:: Problem 1 ::
Answer these questions about the article on Newt Gingrich's spending proposal:
(a) At what event was Gingrich speaking?
(b) Who heads the Tea Party Patriots?
(c) What size of national debt does the article say the federal government is struggling under?
:: Problem 2 ::
Copy word for word the stretch of the Gingrich article from "It's a position" through "now, not later.".

:: Reading text ::
···

Former House Speaker Newt Gingrich did something Monday that few of his potential Republican primary challengers have dared: He proposed new spending.
Speaking at the annual Alzheimer's Association Advocacy Forum in Washington, the Georgia Republican said investing in finding a cure for the disease could save taxpayers trillions of dollars over the long haul.
It's a position that may not sit well with what has become the dominant force in the GOP, the the fiscal hawks and tea partyers who want to reduce the size and scope of government now, not later.
"In today's world, where we are trillions short, talking of new 'spending' is irresponsible," said Mark Meckler, head of the Tea Party Patriots. "Whether you call it "investment" or "spending," it's still mortgaging the future of the nation, when we should be grappling with a difficult reality and be figuring out how to live within our means."
The response underscores perhaps the most dramatic change in the political landscape Mr. Gingrich and the rest of the GOP field will face this election cycle: Candidates no longer have the luxury of wooing voters by promising everything and the kitchen sink.
With the federal government struggling under a $14.3 trillion national debt, the tea party movement and the grass-roots activists who will help pick the GOP presidential nominee are calling for immediate cuts, not "investments" - even if, as advocates contend, the spending pays for itself over time.

···

:: Saved entries ::
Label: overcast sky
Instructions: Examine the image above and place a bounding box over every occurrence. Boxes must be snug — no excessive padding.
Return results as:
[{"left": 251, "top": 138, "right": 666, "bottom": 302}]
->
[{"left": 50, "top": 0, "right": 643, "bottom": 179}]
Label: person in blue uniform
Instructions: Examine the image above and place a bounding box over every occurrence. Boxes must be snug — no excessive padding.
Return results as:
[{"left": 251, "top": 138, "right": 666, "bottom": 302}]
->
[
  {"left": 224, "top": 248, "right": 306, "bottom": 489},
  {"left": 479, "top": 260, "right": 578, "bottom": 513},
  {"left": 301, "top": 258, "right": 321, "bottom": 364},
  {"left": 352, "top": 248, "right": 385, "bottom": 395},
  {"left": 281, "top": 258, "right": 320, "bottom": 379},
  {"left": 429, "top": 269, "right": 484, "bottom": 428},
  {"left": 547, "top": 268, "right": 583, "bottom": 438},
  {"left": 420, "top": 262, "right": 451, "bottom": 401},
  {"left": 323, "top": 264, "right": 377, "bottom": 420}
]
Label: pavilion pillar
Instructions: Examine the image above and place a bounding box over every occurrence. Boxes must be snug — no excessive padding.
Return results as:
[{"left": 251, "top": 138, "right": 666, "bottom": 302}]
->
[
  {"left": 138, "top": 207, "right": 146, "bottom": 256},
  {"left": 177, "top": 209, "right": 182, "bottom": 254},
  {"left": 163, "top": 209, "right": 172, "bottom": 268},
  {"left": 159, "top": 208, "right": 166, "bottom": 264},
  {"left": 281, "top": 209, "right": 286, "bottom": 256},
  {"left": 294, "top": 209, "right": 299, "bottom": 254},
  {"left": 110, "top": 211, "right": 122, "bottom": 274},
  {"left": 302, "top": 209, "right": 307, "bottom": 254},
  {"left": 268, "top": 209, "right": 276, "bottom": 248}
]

···

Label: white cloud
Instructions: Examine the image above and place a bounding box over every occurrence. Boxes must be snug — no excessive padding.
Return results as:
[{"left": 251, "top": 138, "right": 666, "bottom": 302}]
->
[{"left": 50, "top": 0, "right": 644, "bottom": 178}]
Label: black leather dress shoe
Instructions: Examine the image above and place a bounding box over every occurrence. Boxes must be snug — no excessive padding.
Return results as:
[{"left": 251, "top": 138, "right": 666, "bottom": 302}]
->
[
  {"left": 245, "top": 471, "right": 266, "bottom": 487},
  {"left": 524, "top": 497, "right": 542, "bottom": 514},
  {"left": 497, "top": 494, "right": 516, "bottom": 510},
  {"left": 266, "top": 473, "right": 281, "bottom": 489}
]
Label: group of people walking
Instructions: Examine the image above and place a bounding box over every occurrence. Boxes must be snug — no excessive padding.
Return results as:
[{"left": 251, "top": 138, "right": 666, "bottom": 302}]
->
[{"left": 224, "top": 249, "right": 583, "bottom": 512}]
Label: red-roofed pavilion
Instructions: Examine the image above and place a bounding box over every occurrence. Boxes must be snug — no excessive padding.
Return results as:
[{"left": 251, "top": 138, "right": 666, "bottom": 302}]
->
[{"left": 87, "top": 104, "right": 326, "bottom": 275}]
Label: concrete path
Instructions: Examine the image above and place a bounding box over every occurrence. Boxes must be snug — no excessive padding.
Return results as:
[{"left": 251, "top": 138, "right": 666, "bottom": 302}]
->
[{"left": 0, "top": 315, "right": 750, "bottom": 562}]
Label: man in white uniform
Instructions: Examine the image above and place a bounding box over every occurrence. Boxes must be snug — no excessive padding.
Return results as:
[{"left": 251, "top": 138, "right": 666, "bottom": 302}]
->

···

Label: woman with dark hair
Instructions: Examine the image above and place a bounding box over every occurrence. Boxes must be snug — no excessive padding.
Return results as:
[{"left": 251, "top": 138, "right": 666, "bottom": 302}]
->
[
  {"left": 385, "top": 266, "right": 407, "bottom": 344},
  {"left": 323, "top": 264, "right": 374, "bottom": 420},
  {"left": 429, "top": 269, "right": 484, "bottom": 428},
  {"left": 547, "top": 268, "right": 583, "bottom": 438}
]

···

:: Exercise output 1 ::
(a) The annual Alzheimer's Association Advocacy Forum in Washington
(b) Mark Meckler
(c) $14.3 trillion

:: Exercise output 2 ::
It's a position that may not sit well with what has become the dominant force in the GOP, the the fiscal hawks and tea partyers who want to reduce the size and scope of government now, not later.